## Görev Tanımı 1
Verilen metne göre insanın en önce kaybettiği şey nedir?

## Verilen Metin
27 Kasım 2012 Salı

oldum diyen solmuştur



Bugün Âdemoğlu, mağdûr olarak indirildiği yeryüzünde hiç olmadığı kadar mağrûr. Zor zamânını yaşıyoruz artık dünyânın, âhir zamânını. İnsânın insânlığını ne oranda muhâfaza ediyor olduğu koca bir muammâ oluverdi birden! Bu hengâmeler içerisinde insân kendi imtihânını nasıl oynayacak?
İnsân, yapısı gereği zayıf! Hele ortam büsbütün yozlaşınca daha da zayıflıyor zayıflığı! Kendisini “zamânın rûhu”na uydurup hiç farkında oluvermeksizin duyarsızlaşıyor, deformasyona uğruyor. Ortamın havasına göre bukalemunvârî tavırlar içerisinde renkten renge bürünüveriyor. Niye mi? Dedik ya: insân zayıf…
En önce kaybettiği şey ise “tevâzu”. Mütevâzi olmayı nedense insânın fıtratı oldum olası kabûllenemiyor. En önce mütevâzilik derisinden sıyrılıp çıkıveriyor fırsatını bulur bulmaz. Sonra ise azıyor! “Muhakkak ki insân kendini müstağnî gördüğü zamân azar” (Alâk; 6,7) diyor Qur’ân. Kendini müstağnî görmek ne demek? “Ben kendi kendime yeterim” dediği zamân insân, kendini müstağnî görmüş demektir. Öyle ya, “oldum diyen solmuştur”. Esâs mes’ele tevâzuda…
Tevâzu fevk’âlâde ehemmiyyetli. Niye mi? Rasûlullah [sallallahu aleyhi vesellem], İmam Muslim’in naqlettiği bir hadîste buyuruyor ki: “Muhakkak ki Allah bana mütevâzi olmamı emretti/vahyetti” (ve innallahe evhâ ileyye et-tevâde’û). İnsân, tevâzuyu elden bırakınca, aslında insânlığını elden bırakıyor. Elvedâ diyor bütün güzel hasletlerine. Yerine mağrûr, kendini beğenmiş bir tip oluveriyor. Tekebbürlük taslayıp kendini yükseklerde görüyor! Hâlbuki insân tevâzu ile kanatlanır, uçar yükseklere!

## Verilen Girdiler

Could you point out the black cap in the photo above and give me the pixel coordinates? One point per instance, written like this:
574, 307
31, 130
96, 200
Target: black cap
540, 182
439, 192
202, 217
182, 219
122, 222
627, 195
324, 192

## Görev Tanımı 2
Yukarıdaki girdilerin tüm satırlarını hiçbir değişiklik yapmadan geri döndürür müsün?

## Alıştırma Sonucu 1
İnsanın en önce kaybettiği şey tevâzudur.

## Alıştırma Sonucu 2
Could you point out the black cap in the photo above and give me the pixel coordinates? One point per instance, written like this:
574, 307
31, 130
96, 200
Target: black cap
540, 182
439, 192
202, 217
182, 219
122, 222
627, 195
324, 192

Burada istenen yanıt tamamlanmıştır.